Labeled contour entries:
________________________

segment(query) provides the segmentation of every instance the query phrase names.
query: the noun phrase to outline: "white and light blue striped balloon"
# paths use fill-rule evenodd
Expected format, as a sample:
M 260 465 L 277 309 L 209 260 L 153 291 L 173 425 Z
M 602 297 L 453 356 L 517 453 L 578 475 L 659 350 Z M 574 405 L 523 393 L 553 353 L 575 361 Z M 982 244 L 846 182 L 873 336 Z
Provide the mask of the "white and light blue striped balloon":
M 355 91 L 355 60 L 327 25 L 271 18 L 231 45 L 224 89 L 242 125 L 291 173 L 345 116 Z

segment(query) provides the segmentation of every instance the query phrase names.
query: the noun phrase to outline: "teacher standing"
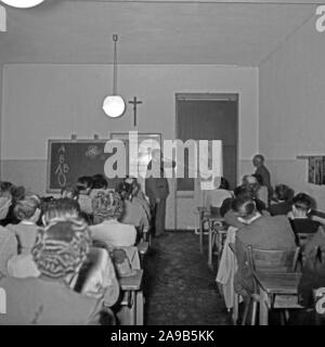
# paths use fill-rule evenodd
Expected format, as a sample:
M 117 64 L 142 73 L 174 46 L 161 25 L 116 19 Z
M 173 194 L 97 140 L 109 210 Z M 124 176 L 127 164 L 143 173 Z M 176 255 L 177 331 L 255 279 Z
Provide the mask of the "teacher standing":
M 147 165 L 147 170 L 153 170 L 152 175 L 146 175 L 145 194 L 150 200 L 152 210 L 152 223 L 155 236 L 165 235 L 166 200 L 169 195 L 168 180 L 164 175 L 164 162 L 160 150 L 153 150 L 152 160 Z M 155 168 L 160 167 L 160 172 Z

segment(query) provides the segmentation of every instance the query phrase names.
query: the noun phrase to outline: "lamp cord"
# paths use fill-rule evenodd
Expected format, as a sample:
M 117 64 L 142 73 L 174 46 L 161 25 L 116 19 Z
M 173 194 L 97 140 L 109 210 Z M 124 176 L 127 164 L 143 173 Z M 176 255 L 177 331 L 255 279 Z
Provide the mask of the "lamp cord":
M 116 85 L 117 85 L 117 52 L 116 52 L 116 42 L 117 42 L 117 35 L 113 35 L 113 41 L 114 41 L 113 95 L 116 95 Z

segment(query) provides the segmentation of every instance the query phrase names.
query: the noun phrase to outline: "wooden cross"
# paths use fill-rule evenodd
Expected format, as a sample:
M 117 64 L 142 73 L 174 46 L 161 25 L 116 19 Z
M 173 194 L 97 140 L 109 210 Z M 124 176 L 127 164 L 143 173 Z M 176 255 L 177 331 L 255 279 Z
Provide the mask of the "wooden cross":
M 136 97 L 133 97 L 133 100 L 129 101 L 129 104 L 133 105 L 134 127 L 136 127 L 136 106 L 142 104 L 142 101 L 136 100 Z

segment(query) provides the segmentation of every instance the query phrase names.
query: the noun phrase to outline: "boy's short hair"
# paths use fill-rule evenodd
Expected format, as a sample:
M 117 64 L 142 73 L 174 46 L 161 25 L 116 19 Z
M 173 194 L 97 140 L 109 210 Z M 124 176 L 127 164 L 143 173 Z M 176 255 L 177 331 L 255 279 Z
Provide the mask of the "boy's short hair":
M 310 195 L 299 193 L 294 197 L 292 205 L 297 209 L 308 213 L 314 206 L 314 201 Z
M 92 198 L 92 209 L 100 220 L 119 218 L 123 213 L 123 202 L 117 192 L 99 191 Z
M 221 177 L 221 179 L 220 179 L 219 189 L 224 189 L 224 190 L 229 191 L 229 181 L 224 177 Z
M 292 191 L 291 189 L 286 185 L 286 184 L 278 184 L 278 185 L 275 185 L 275 196 L 277 200 L 281 200 L 281 201 L 290 201 L 291 200 L 291 195 L 292 195 Z
M 36 195 L 29 195 L 16 203 L 14 207 L 14 215 L 20 220 L 30 219 L 38 208 L 40 208 L 39 197 Z
M 77 201 L 61 197 L 50 201 L 44 206 L 44 219 L 49 223 L 52 220 L 79 219 L 80 206 Z
M 92 189 L 107 189 L 107 180 L 101 174 L 94 175 L 92 177 Z
M 77 180 L 77 189 L 78 191 L 91 189 L 93 183 L 93 179 L 91 176 L 81 176 Z
M 79 194 L 79 191 L 76 185 L 66 185 L 66 187 L 62 188 L 61 195 L 63 195 L 64 192 L 67 194 L 70 194 L 72 198 L 78 197 L 78 194 Z
M 256 211 L 256 204 L 249 196 L 240 196 L 233 200 L 232 209 L 240 217 L 246 218 Z

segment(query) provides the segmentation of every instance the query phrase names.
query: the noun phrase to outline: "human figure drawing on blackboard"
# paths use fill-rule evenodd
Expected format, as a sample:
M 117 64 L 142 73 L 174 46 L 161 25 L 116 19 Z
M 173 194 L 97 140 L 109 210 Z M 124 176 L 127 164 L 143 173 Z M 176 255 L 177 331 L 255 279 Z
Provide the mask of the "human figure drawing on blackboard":
M 171 163 L 172 167 L 176 167 L 176 163 Z M 162 236 L 165 235 L 166 201 L 169 195 L 169 185 L 164 175 L 162 154 L 158 149 L 152 151 L 152 160 L 147 165 L 145 194 L 150 200 L 152 210 L 153 234 Z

________________________

How many lines in the records above contain the string "wooden", counting only matches in the same case? Reply with the number alone.

2